## What you are asked to do
Leaving out all images, write out the records that follow exactly.

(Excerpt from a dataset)
>> start

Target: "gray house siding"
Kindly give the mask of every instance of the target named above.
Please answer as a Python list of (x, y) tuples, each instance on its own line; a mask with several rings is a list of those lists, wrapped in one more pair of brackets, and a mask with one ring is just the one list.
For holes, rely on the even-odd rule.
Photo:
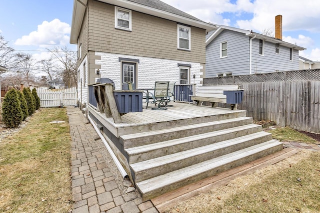
[[(252, 74), (296, 70), (299, 66), (298, 51), (293, 49), (292, 61), (290, 60), (290, 48), (280, 46), (276, 53), (276, 44), (264, 42), (264, 54), (259, 54), (259, 39), (252, 40)], [(248, 74), (248, 71), (246, 73)]]
[(90, 51), (204, 63), (206, 30), (191, 26), (191, 50), (178, 49), (177, 22), (132, 11), (132, 31), (114, 28), (114, 5), (89, 0)]
[[(228, 42), (228, 57), (220, 58), (220, 43)], [(224, 30), (206, 48), (206, 77), (218, 73), (232, 75), (248, 74), (249, 70), (249, 38), (244, 34)]]

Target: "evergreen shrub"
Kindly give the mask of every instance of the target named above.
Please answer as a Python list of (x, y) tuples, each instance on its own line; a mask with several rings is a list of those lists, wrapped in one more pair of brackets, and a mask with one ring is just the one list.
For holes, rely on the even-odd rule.
[(16, 90), (12, 88), (6, 94), (2, 105), (2, 122), (8, 128), (17, 128), (24, 115)]

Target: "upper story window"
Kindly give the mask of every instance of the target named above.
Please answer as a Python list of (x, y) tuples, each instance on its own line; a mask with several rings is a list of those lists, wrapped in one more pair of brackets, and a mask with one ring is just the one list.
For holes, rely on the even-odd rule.
[(178, 25), (178, 49), (190, 50), (191, 28), (182, 25)]
[(216, 77), (224, 76), (232, 76), (232, 72), (225, 72), (224, 73), (218, 73), (216, 74)]
[(228, 57), (228, 42), (220, 43), (220, 58)]
[(114, 27), (131, 31), (131, 10), (114, 7)]
[(276, 44), (276, 54), (279, 54), (280, 51), (279, 51), (279, 49), (280, 48), (280, 45), (278, 43)]
[(262, 39), (259, 39), (259, 55), (264, 55), (264, 41)]

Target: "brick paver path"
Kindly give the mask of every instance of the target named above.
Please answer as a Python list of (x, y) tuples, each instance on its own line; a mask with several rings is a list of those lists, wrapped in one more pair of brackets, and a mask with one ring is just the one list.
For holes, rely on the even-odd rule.
[(151, 202), (132, 192), (122, 195), (98, 150), (93, 127), (78, 108), (68, 107), (72, 139), (73, 213), (158, 213)]

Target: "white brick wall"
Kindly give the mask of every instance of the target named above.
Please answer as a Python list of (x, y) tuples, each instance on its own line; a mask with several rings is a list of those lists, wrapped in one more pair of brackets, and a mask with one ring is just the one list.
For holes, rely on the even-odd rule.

>> end

## Written response
Target: "gray house siding"
Kindly give the mask of every instance of the target named above.
Please answer as a Python list of (x, y) tuples, each instance on its own line; a mask with several rings is a list of those lists, wrapped in one more pair of brackets, and a mask with one ring is just the one list.
For holes, rely on the even-odd rule.
Photo:
[[(252, 74), (296, 70), (299, 66), (298, 51), (293, 49), (292, 61), (290, 60), (290, 48), (280, 46), (276, 53), (276, 44), (264, 42), (264, 54), (259, 54), (259, 39), (252, 40)], [(248, 74), (248, 71), (246, 73)]]
[(90, 51), (204, 63), (206, 30), (191, 26), (191, 50), (178, 49), (177, 22), (132, 11), (132, 31), (114, 28), (114, 5), (89, 0)]
[[(228, 42), (228, 57), (220, 58), (220, 43)], [(224, 30), (206, 48), (206, 77), (218, 73), (232, 75), (248, 74), (249, 70), (249, 38), (244, 34)]]

Target: "evergreen shrub"
Kindly give the mask of every instance of the target named above.
Please answer as a Python list of (x, y) tuples, each instance on its own line; a mask with several rings is a list of those lists, wrapped in one more pair of brackets, and a mask with one ring is just the one list.
For holes, rely on the even-odd rule.
[(16, 90), (12, 88), (6, 94), (2, 105), (2, 122), (8, 128), (17, 128), (24, 115)]

Target: "upper story window"
Kindly give the mask of every instance of the target named above.
Please answer as a Python list of (x, y) tuples, each instance on its own line; a mask with several rings is a list of those lists, wrapped in one more pair of brackets, and a mask with one ring is just the one list.
For holes, rely on the even-odd rule.
[(178, 25), (178, 49), (190, 50), (191, 28), (182, 25)]
[(216, 77), (224, 76), (232, 76), (232, 72), (225, 72), (224, 73), (218, 73), (216, 74)]
[(228, 57), (228, 42), (220, 43), (220, 58)]
[(114, 27), (131, 31), (131, 10), (114, 7)]
[(276, 44), (276, 54), (279, 54), (280, 51), (279, 51), (279, 49), (280, 48), (280, 45), (278, 43)]
[(262, 39), (259, 39), (259, 55), (264, 55), (264, 41)]

Target: "brick paver path"
Kindly give the mask of every instance of the target named above.
Please answer as a Python list of (x, y) tuples, each instance on its own line; a mask with several rings is a list of those lists, wrapped in one more pair of brackets, and a mask with one ring is just the one list.
For holes, rely on the even-odd rule.
[(151, 202), (132, 192), (122, 195), (98, 150), (93, 127), (78, 108), (68, 107), (72, 139), (73, 213), (158, 213)]

Target: "white brick wall"
Kindly give the mask of every instance of the target named above.
Please answer as a Python list of (x, y) tuples, each instance on its own line; a mask with several rings is a list of those lists, wrapped in one more pair of brackets, and a mask with one ring is just the one list.
For holes, rely on the even-odd rule.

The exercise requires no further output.